> **Task**
Gather every line in the entries below that contains the word "jacket", and copy each one.

[Raw entries]
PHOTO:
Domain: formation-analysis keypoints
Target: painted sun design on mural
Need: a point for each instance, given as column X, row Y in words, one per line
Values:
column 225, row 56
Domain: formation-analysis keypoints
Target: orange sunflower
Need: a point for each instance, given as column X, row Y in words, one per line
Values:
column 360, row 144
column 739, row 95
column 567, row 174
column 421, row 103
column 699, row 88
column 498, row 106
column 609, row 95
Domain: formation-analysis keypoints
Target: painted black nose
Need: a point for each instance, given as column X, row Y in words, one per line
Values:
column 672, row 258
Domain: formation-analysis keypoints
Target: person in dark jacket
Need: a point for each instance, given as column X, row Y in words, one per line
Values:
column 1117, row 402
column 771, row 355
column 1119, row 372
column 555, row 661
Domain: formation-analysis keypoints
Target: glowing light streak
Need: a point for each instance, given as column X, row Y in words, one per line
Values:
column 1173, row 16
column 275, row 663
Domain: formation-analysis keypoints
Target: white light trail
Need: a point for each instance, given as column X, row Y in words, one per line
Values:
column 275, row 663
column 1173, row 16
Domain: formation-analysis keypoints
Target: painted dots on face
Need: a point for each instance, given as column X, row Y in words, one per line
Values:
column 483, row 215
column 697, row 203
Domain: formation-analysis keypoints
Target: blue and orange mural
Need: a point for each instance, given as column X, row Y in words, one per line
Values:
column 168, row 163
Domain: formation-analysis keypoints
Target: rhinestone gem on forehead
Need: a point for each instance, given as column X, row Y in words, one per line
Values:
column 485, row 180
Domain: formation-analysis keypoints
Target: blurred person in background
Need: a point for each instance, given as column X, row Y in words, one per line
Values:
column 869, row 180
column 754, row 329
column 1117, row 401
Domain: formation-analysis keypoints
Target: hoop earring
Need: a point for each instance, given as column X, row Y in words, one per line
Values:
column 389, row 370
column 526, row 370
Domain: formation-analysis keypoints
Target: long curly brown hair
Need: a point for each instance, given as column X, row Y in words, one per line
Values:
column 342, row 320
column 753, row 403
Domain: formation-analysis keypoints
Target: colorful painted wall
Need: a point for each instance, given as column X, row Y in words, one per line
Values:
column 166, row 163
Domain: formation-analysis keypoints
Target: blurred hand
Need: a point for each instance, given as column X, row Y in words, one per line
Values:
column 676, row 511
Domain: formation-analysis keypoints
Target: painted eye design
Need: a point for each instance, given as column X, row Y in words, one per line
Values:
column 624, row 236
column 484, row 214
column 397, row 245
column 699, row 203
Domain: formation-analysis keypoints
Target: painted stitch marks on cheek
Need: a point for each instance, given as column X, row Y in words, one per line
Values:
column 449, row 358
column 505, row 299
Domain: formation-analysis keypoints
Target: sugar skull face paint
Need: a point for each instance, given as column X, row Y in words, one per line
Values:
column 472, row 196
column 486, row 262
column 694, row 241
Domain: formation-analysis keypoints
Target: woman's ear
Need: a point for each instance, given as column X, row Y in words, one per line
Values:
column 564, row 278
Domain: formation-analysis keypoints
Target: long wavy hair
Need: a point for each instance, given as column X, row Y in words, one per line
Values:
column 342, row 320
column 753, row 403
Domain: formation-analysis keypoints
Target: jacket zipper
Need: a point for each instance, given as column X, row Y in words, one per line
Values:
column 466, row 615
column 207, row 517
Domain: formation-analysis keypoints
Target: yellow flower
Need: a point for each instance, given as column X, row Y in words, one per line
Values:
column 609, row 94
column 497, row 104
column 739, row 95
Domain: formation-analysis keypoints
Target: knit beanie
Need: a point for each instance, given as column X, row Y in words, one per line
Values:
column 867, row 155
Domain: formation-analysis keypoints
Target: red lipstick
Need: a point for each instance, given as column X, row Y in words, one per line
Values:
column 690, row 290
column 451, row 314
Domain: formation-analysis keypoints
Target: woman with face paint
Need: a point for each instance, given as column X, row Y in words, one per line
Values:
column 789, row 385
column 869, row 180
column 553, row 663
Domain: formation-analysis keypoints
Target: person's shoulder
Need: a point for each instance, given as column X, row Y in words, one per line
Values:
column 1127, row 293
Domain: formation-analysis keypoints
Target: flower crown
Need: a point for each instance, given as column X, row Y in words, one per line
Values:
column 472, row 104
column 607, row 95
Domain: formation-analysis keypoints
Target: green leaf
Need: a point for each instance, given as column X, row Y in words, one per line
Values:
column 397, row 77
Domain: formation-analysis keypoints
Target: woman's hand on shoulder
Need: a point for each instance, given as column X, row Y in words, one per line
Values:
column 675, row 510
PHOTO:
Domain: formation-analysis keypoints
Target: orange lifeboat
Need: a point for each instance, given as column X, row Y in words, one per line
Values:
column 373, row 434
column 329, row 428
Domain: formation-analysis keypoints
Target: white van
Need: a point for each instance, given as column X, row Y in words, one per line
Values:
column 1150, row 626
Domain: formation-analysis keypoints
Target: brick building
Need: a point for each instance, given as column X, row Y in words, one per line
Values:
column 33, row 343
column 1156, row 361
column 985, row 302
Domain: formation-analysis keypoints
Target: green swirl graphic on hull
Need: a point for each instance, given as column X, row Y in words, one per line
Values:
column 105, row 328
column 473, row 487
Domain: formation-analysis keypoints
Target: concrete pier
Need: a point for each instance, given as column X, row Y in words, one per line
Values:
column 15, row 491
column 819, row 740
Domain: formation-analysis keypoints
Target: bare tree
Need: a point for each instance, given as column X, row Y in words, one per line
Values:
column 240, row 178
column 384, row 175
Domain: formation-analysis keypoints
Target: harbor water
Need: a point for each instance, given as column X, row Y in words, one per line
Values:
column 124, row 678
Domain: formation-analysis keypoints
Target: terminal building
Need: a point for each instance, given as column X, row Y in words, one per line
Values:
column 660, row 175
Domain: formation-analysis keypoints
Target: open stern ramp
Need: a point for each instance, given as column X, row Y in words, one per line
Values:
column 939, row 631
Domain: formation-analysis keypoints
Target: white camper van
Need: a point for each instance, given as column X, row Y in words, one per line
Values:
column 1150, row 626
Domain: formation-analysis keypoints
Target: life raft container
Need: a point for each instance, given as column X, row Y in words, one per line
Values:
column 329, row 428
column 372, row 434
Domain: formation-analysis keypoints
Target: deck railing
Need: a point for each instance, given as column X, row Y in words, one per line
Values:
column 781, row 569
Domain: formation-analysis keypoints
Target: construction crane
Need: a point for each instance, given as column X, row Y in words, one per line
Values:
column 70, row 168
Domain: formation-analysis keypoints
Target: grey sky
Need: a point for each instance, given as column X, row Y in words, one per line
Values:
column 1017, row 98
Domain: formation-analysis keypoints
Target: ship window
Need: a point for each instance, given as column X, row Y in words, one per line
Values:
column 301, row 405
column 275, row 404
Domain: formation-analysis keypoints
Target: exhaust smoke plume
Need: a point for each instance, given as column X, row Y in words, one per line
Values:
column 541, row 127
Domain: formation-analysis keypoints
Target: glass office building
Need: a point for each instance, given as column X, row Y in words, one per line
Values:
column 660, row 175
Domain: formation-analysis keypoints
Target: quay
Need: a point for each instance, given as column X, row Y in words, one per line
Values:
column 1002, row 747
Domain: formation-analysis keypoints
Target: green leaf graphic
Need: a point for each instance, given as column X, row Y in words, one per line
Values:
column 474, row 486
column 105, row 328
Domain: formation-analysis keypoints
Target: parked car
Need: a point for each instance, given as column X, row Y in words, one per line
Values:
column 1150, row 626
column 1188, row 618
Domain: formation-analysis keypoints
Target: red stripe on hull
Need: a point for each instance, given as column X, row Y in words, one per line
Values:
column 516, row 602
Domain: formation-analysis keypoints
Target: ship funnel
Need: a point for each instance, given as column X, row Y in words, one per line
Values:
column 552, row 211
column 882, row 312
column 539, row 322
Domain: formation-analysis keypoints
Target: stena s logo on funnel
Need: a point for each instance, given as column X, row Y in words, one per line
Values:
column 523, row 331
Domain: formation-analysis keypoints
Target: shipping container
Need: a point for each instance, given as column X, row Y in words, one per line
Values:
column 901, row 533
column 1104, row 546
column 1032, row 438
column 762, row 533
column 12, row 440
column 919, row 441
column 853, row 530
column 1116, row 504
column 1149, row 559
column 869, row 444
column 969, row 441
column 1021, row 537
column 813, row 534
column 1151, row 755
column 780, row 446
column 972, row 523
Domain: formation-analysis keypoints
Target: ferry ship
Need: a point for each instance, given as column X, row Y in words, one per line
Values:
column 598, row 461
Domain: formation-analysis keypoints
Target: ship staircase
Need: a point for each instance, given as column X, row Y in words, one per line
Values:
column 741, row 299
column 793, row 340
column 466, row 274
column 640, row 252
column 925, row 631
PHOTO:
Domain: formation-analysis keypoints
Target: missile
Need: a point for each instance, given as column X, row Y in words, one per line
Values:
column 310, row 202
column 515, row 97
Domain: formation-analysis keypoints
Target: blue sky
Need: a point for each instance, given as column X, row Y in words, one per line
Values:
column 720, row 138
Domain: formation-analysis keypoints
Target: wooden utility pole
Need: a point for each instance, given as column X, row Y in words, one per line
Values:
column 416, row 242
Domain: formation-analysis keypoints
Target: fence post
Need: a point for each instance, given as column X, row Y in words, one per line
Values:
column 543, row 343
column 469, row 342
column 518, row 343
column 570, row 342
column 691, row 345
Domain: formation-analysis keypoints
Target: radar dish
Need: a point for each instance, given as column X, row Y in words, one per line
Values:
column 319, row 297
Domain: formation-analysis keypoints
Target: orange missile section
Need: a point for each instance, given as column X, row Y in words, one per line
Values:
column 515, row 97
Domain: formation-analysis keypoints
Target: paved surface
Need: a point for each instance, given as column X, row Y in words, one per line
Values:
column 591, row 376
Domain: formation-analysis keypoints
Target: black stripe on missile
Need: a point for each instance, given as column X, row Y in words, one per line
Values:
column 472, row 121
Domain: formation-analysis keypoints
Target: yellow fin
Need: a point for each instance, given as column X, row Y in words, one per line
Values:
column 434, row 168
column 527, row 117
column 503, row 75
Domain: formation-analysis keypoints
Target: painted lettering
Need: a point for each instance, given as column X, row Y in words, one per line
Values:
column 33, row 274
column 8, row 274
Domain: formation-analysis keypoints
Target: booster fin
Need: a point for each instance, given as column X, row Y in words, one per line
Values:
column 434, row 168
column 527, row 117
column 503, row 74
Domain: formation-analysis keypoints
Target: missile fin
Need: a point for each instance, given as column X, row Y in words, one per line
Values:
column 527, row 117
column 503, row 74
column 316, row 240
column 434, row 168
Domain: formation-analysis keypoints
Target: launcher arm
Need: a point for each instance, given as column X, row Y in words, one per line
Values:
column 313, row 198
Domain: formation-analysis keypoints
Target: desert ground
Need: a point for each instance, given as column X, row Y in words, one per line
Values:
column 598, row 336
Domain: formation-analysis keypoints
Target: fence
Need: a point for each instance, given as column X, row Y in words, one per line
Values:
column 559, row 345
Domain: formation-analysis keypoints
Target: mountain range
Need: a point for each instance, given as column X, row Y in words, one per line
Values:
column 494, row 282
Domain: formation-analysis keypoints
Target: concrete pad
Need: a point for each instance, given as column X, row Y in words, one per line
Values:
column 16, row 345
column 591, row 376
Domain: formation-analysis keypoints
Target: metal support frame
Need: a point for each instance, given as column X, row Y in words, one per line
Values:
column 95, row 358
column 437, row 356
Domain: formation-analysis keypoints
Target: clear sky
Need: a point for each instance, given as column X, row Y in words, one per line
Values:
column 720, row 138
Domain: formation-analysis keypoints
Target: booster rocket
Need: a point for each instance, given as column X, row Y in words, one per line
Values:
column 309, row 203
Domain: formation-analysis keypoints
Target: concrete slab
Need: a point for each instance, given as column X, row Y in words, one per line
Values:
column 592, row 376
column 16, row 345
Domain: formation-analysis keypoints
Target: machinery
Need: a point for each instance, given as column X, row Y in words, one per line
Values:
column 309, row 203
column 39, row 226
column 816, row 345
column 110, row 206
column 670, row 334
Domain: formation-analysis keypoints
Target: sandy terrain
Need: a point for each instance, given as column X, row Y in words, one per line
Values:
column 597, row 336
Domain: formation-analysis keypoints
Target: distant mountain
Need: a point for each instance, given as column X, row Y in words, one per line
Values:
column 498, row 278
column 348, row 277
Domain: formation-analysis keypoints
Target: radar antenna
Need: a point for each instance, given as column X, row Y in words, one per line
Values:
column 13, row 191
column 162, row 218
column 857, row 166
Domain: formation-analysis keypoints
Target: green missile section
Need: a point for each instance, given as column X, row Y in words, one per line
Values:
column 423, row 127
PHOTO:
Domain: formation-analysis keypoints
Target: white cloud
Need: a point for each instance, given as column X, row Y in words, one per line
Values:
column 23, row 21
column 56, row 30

> **Solution to the exercise**
Target: person in dark jacket
Target: jacket zipper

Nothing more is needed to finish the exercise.